==== Supplied entries ====

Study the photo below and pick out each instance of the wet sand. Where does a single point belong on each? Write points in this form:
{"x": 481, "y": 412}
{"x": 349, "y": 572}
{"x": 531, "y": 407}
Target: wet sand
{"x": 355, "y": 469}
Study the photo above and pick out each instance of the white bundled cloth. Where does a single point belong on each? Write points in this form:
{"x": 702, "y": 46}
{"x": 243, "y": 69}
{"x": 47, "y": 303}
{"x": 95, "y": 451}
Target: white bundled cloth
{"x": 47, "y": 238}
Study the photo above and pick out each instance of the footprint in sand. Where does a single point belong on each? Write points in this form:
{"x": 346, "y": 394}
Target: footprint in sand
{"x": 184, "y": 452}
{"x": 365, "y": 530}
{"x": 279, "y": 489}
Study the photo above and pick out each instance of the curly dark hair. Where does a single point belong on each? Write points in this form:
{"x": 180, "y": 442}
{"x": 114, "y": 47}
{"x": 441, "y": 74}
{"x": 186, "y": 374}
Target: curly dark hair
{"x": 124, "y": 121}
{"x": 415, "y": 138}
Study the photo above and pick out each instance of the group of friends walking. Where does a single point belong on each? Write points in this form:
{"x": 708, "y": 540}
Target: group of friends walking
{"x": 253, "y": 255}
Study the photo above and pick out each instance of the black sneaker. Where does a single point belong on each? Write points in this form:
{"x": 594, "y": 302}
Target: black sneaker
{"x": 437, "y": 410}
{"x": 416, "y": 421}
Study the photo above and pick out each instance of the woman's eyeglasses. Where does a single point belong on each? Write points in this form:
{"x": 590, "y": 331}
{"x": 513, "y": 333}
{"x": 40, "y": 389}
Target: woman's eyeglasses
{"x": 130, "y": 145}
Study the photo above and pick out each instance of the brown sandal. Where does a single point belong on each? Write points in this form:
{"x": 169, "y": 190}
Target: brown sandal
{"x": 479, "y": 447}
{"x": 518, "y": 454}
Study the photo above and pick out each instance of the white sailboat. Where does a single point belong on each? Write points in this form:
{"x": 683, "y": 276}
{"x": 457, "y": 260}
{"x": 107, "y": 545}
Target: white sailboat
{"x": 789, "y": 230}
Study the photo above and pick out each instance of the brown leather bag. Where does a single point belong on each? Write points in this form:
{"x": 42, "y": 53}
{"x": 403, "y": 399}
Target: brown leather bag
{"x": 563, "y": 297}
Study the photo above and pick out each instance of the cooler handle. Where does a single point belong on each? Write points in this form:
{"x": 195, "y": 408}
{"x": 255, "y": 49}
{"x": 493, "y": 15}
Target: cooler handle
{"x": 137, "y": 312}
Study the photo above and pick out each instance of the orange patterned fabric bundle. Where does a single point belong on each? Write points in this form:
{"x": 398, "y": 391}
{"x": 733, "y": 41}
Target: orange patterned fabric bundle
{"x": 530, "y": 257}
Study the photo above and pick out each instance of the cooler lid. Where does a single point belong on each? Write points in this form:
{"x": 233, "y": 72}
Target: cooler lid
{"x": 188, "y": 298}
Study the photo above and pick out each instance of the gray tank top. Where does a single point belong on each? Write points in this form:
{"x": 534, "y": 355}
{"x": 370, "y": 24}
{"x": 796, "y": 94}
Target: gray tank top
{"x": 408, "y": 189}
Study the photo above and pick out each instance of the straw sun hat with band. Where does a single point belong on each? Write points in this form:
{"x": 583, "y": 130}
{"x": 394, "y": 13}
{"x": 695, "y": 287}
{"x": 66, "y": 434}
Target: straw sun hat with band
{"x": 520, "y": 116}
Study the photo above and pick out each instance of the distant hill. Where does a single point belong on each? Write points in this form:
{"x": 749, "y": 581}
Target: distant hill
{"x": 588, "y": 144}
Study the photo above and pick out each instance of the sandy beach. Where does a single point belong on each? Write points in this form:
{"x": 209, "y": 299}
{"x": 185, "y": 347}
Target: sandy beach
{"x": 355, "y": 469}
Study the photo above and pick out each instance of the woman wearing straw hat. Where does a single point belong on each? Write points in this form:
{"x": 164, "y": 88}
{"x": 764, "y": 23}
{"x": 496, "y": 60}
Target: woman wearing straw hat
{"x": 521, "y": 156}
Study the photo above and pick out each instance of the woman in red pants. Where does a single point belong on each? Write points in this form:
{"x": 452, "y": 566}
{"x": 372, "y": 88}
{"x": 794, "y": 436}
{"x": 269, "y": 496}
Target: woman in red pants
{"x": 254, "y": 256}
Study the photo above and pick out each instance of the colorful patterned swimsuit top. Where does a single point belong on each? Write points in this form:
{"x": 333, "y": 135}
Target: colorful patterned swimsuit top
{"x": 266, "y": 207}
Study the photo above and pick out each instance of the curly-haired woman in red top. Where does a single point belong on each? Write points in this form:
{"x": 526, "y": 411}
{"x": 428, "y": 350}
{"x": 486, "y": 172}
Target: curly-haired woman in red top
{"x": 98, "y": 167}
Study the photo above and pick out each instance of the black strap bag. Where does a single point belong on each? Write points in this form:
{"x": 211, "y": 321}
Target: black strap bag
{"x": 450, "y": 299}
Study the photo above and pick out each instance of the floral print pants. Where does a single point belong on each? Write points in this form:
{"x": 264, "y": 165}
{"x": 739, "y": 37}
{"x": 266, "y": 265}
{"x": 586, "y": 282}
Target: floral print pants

====

# Exercise goal
Scan the records above for the string "floral", then report every line that contains it.

# Your solution
Study the photo above and pick out each instance of the floral print pants. Where does a single point belong on each? Write points in this form:
Target: floral print pants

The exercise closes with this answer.